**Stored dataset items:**

>>>

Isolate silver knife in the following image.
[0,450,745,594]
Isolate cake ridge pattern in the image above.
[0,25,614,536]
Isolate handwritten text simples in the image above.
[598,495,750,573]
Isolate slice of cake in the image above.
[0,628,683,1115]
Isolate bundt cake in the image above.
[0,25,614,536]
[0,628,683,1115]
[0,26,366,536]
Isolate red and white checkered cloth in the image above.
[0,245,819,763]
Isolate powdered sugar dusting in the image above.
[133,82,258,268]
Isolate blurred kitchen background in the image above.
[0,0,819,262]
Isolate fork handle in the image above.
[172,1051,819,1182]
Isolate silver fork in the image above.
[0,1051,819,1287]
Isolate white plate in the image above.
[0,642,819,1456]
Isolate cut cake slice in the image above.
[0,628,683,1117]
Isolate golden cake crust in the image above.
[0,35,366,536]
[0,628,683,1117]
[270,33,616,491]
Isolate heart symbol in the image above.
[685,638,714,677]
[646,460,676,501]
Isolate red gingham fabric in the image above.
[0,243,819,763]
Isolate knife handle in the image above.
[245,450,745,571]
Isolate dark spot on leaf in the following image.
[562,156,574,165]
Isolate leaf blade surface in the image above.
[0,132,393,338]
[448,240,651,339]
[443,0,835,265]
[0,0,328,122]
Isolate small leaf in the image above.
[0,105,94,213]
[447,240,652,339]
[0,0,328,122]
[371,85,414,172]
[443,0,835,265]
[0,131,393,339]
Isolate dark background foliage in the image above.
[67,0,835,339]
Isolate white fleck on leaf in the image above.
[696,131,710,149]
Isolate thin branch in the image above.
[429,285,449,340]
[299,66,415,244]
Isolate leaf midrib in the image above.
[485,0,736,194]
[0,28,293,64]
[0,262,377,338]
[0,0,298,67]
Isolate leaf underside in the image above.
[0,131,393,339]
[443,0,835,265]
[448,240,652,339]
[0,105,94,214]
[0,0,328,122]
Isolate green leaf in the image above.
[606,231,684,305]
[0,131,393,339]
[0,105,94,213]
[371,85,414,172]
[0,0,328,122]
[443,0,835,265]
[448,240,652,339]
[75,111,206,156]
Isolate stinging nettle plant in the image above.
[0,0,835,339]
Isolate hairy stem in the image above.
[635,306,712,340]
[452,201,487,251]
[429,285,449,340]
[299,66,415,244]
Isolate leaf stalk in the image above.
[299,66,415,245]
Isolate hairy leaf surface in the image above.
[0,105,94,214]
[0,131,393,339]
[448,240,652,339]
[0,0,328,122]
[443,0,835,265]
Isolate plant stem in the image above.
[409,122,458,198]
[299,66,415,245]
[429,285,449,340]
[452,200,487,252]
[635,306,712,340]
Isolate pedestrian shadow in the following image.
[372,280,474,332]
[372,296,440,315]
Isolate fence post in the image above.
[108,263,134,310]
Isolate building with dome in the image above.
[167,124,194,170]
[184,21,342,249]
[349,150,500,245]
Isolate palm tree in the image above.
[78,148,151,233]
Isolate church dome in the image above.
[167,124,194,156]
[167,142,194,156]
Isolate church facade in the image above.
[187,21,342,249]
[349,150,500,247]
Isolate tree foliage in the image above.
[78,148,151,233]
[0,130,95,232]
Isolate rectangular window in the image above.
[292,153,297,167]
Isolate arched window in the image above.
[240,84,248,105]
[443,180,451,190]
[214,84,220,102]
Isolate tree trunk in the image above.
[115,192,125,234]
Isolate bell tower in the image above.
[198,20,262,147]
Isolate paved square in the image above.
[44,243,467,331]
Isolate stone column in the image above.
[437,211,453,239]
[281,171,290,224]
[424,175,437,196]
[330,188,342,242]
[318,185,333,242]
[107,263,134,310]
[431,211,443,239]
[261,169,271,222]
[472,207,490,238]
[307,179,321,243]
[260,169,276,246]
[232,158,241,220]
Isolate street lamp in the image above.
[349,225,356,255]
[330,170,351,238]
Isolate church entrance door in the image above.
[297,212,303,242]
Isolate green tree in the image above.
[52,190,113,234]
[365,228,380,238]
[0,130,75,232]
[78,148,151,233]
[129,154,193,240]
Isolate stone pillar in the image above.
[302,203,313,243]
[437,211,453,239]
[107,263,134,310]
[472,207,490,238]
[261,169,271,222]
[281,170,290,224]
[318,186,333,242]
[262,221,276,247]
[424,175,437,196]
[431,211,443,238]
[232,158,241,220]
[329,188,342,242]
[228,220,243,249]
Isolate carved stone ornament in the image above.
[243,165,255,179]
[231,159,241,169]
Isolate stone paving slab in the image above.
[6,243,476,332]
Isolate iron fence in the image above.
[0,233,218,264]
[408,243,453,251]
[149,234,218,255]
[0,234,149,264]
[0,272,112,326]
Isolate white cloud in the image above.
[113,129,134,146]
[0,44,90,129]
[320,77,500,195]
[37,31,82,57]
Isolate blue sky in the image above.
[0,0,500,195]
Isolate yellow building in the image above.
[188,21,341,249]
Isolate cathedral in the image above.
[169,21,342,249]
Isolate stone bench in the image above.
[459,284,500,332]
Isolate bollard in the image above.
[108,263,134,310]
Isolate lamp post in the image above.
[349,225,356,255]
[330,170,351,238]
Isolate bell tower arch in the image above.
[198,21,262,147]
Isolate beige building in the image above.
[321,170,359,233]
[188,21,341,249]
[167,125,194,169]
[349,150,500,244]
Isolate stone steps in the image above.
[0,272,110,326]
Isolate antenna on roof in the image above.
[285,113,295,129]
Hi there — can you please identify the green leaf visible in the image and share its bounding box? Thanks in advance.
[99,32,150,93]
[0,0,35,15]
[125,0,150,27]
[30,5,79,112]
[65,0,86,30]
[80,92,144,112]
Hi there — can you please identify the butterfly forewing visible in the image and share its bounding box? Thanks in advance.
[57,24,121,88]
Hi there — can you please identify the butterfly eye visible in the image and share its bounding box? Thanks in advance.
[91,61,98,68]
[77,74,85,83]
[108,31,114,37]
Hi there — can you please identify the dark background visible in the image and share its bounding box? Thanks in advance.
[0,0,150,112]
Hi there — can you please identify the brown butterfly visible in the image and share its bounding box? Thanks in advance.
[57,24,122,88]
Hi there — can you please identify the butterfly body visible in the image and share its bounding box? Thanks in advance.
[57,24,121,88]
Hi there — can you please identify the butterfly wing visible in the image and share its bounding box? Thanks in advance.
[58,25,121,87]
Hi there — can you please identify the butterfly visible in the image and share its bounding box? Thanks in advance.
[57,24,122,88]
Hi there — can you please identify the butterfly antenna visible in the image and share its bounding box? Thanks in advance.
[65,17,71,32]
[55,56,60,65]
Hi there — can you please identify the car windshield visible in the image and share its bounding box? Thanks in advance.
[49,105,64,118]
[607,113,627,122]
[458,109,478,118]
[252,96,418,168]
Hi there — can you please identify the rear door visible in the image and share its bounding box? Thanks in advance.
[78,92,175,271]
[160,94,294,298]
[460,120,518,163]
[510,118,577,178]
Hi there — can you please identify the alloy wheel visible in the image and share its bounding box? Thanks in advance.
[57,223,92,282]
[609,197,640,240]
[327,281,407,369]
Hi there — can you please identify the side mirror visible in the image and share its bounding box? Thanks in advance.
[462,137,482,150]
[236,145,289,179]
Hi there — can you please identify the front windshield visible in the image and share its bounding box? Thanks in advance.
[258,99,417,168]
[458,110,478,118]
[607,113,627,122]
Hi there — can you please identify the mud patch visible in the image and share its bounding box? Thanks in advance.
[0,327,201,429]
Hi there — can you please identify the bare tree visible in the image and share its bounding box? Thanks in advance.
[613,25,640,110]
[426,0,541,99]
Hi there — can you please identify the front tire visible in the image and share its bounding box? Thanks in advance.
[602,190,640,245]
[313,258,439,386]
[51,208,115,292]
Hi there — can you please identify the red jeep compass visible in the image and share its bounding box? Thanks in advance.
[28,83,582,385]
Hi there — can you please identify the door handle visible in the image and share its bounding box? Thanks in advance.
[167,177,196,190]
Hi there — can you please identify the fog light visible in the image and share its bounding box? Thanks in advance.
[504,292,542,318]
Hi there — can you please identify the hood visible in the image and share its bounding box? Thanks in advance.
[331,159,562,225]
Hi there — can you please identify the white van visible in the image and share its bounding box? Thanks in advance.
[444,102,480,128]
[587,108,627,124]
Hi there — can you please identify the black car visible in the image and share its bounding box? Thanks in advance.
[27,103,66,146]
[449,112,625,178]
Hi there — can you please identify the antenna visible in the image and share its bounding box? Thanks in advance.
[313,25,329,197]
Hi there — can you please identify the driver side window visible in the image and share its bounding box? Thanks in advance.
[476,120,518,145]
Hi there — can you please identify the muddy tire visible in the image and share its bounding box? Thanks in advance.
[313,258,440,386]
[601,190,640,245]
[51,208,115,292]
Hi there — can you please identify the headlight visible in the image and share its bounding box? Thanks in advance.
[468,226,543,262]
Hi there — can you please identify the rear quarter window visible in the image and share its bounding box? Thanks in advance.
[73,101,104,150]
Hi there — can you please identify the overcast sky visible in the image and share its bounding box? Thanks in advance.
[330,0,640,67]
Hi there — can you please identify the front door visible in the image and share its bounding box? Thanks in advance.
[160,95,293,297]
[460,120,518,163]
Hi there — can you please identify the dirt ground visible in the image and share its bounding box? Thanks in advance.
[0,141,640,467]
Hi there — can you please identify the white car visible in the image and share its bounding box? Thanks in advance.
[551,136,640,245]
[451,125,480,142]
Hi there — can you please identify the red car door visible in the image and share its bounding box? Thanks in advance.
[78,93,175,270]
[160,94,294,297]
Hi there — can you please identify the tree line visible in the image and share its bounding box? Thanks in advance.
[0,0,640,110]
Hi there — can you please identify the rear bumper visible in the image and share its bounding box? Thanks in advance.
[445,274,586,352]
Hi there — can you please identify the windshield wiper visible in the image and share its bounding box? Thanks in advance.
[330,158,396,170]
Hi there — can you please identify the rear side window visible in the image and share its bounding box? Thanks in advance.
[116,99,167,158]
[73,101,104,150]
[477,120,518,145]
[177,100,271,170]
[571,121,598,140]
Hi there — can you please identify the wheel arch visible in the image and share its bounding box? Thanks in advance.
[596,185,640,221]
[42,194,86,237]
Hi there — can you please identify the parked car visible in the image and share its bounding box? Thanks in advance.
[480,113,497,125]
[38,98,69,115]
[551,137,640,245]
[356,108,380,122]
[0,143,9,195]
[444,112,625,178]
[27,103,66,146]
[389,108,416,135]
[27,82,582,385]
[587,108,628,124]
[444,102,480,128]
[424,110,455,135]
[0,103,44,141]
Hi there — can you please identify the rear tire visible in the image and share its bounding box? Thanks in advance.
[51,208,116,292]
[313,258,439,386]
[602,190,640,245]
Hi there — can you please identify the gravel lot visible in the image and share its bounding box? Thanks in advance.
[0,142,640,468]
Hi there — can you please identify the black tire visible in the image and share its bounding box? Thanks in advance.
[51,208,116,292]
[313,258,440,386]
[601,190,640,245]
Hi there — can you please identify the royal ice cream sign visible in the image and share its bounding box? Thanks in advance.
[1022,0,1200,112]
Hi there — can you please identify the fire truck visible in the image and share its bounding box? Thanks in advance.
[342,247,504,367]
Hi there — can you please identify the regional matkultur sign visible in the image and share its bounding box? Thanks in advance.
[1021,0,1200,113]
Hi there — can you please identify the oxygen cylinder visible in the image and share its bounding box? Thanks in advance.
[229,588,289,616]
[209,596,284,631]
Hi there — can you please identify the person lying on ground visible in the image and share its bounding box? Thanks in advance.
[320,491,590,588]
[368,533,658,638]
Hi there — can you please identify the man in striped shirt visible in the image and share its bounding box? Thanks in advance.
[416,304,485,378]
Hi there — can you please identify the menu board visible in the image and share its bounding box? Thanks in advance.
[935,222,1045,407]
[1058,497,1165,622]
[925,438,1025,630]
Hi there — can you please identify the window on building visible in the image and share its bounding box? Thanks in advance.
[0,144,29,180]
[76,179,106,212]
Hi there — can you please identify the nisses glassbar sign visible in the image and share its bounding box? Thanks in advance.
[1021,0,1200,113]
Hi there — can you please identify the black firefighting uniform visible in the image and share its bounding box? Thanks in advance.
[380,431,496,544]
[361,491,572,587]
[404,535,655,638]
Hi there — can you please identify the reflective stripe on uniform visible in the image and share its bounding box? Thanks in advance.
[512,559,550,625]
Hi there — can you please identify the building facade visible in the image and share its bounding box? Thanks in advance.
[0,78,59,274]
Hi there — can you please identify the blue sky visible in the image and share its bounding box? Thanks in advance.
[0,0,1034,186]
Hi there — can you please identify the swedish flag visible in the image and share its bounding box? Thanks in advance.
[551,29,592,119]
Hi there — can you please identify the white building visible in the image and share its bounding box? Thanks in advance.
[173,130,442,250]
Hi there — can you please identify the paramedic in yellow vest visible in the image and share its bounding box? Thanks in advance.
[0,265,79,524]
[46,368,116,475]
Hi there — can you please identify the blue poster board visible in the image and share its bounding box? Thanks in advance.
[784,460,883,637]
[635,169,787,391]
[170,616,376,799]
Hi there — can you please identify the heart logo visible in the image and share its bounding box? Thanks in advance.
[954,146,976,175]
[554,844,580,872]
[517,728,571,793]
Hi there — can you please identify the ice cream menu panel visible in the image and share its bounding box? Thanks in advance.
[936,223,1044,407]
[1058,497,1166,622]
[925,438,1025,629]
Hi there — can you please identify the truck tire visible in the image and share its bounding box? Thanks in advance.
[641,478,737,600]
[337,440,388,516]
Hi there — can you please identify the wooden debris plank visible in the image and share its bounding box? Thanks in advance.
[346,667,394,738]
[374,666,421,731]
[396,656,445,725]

<<<

**Task details:** Repeat only what runs from the line holding "Hi there — can you please identify the building" to the end of the data, keeping every line exactly as written, first and last included.

**Reply:**
Hi there — can you please identify the building facade visible in the image and share its bounding box? Thanks in advance.
[0,78,59,274]
Hi there — can you please identify the blue sky visible in the image and share its bounding box? Thanks in advance.
[0,0,1034,186]
Hi there — can you please identify the swedish flag visible in the image and share its bounding box? Thanks in advance.
[551,29,592,119]
Hi there — can you please identify the white building visible in the image and share its bounding box? Thanks in advance.
[173,130,442,250]
Hi there — can you please identify the paramedic in yellow vest visible in the image and share its bounding box? Thanks in advance.
[0,265,79,524]
[46,368,116,475]
Hi there — can you please identify the blue poster board visible in the image and share its bounding box? Thanks in advance.
[784,460,883,637]
[635,169,787,391]
[170,616,376,799]
Hi there — can you please identify the heart logo visible in the image and share its bounding box? Thanks in advance.
[954,146,976,175]
[554,844,580,872]
[517,728,571,793]
Hi there — can you please identify the ice cream menu panel visible in the image and share its bounding box? Thanks in advance.
[936,223,1044,407]
[1058,497,1166,622]
[925,438,1025,629]
Hi there — can you please identify the truck tire visible in the image and share its bounding box? Thanks in advance.
[641,478,737,600]
[337,440,388,516]
Hi there — can you please identify the wooden debris plank visible in the image and share its bounding box? Thanks in advance.
[346,667,394,738]
[374,666,421,731]
[396,656,445,725]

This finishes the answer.